======== EXCERPTED RECORDS

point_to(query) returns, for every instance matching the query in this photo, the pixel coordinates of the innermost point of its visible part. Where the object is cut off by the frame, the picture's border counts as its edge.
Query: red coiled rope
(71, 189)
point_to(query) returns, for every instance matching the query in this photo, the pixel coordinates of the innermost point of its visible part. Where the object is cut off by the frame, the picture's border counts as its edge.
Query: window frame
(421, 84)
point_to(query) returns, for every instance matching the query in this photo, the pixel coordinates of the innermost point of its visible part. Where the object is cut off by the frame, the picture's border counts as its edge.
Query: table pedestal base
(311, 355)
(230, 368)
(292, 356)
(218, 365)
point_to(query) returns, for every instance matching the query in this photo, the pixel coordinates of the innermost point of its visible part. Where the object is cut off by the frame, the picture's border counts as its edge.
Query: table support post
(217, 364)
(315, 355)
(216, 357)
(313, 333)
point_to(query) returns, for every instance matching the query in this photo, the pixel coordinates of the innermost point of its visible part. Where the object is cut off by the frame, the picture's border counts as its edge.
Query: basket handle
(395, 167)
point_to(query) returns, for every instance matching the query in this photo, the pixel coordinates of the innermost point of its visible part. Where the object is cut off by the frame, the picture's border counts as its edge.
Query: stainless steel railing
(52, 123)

================

● WHAT TO PRODUCE: Reproduce every line of the data verbatim.

● RESULT:
point_to(query) returns, for every instance matching the query in this photo, the pixel coordinates of the innermost point of its visible part. Where the object is cut off by the frame, the picture's border counts as its edge.
Query: red coiled rope
(71, 189)
point_to(query) returns, for every instance matching the query in this photo, the pixel coordinates of the innermost point of its visible part. Where the object is cut off by the frame, the picture's border counts as its edge.
Query: window frame
(421, 84)
point_to(query) returns, for every instance matching the query in this photo, the pixel coordinates of the innermost point of its visible part. Where the object is cut off by the frame, the picture's border counts as its edge.
Query: table pedestal base
(311, 355)
(230, 368)
(292, 356)
(218, 365)
point_to(query) returns, for every instance matching the query in this photo, the pixel coordinates of the innermost point of its visible part. Where the object is cut off by the frame, the picture's border counts as its edge.
Query: table support post
(217, 364)
(315, 355)
(216, 357)
(313, 333)
point_to(query) returns, for every instance matching the query in this photo, the pixel coordinates of the innermost point of its visible part. Where the object is cut off by the frame, the picture's border counts as its edge.
Query: basket handle
(395, 167)
point_to(query) returns, for every instance matching the query in this photo, the pixel coordinates of the innermost point of its visible part. Where the object is cut off by the frame, the picture's border counts as its edge.
Query: stainless steel railing
(52, 123)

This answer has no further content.